§ DOCUMENT SEGMENT:

>> Start

# Countertop ideas??



## organick (Sep 4, 2009)

Anyone have some affordable ideas for green tops you can do yourself?? I like alot of the ideas but the price tag on some tops is just insane. I mean what can possibly be sustainable about 80 dollars a sq ft??? Any info would be great.


----------



## fabrk8r (Feb 12, 2010)

Concrete, stainless steel, copper or galvanized.

Did you know that galvanized counters have been in use in commercial kitchens and delicatessens for over 100 years due to the antimicrobial benefits of the zinc?
They attain a beautiful (subjective) patina. Copper has the same benefits.

I make metal counter tops all the time for customers. They cost no where near $80.00 per square foot. Even 14 gauge brushed stainless steel costs less than that as a finished product.


----------



## suprvee (Sep 2, 2010)

organick said:


> Anyone have some affordable ideas for green tops you can do yourself?? I like alot of the ideas but the price tag on some tops is just insane. I mean what can possibly be sustainable about 80 dollars a sq ft??? Any info would be great.


Green... Some good options in no particular order: bamboo, cork, concrete, recycled glass, recycled tile, recycled plastic.

I'm in a similar boat; but I'm planning on going with a $2-$5/square foot eco-friendly route (that's just materials, no labor). I'm planning on using lightweight concrete as a base that's 2 inches thick, with a .25-inch polished solid concrete top coating. My only issue is finding a good source of the lightweight concrete -- it's expensive as #### unless you buy by the truck load, though I've run into some good recipes online for DIY'ers. :whistling2:


----------



## organick (Sep 4, 2009)

You really doing concrete for 5 a sq finished??? I like the concrete idea but would like it to be green and or recycled materials and finishes.


----------

>> End

§ STATED PROBLEM:
Retype the passage from the countertop thread, starting at "Concrete, stainless steel, copper" and ending at "the same benefits.".

§ DATA PROVIDED:
>> Start

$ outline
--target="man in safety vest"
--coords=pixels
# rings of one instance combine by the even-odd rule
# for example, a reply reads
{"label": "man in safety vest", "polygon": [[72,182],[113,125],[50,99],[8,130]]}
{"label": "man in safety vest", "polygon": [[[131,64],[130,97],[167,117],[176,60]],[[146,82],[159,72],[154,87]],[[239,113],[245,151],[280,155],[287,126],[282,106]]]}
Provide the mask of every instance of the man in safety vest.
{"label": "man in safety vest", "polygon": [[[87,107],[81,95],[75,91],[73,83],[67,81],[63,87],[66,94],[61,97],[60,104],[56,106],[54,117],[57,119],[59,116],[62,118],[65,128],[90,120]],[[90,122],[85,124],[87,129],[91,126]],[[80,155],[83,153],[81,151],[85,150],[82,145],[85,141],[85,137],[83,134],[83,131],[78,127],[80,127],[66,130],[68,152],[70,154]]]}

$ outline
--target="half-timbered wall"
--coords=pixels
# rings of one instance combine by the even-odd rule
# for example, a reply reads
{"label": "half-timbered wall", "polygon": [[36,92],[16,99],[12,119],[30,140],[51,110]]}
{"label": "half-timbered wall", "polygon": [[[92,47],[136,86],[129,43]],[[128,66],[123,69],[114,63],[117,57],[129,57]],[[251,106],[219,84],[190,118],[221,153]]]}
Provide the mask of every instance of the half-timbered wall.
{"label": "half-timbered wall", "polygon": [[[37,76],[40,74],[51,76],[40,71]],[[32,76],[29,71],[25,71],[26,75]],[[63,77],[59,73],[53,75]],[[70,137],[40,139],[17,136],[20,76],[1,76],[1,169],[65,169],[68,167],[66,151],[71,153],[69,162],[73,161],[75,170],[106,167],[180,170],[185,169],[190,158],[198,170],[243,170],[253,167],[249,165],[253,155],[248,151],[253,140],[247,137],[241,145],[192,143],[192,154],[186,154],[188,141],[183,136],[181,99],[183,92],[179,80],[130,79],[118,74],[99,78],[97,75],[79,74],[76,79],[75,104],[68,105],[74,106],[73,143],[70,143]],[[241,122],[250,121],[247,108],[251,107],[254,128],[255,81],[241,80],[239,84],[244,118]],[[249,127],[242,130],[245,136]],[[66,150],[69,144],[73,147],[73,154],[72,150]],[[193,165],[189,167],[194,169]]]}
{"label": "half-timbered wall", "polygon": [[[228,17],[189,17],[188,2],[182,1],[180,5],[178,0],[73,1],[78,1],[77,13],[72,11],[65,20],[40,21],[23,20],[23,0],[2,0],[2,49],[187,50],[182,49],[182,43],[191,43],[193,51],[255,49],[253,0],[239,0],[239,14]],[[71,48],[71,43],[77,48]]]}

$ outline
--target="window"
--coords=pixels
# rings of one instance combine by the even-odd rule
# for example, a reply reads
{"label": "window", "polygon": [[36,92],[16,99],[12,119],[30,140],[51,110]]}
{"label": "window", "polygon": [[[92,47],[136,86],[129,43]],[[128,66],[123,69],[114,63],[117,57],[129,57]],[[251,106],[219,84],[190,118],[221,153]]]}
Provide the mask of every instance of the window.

>> End

§ THE REPLY:
Concrete, stainless steel, copper or galvanized.

Did you know that galvanized counters have been in use in commercial kitchens and delicatessens for over 100 years due to the antimicrobial benefits of the zinc?
They attain a beautiful (subjective) patina. Copper has the same benefits.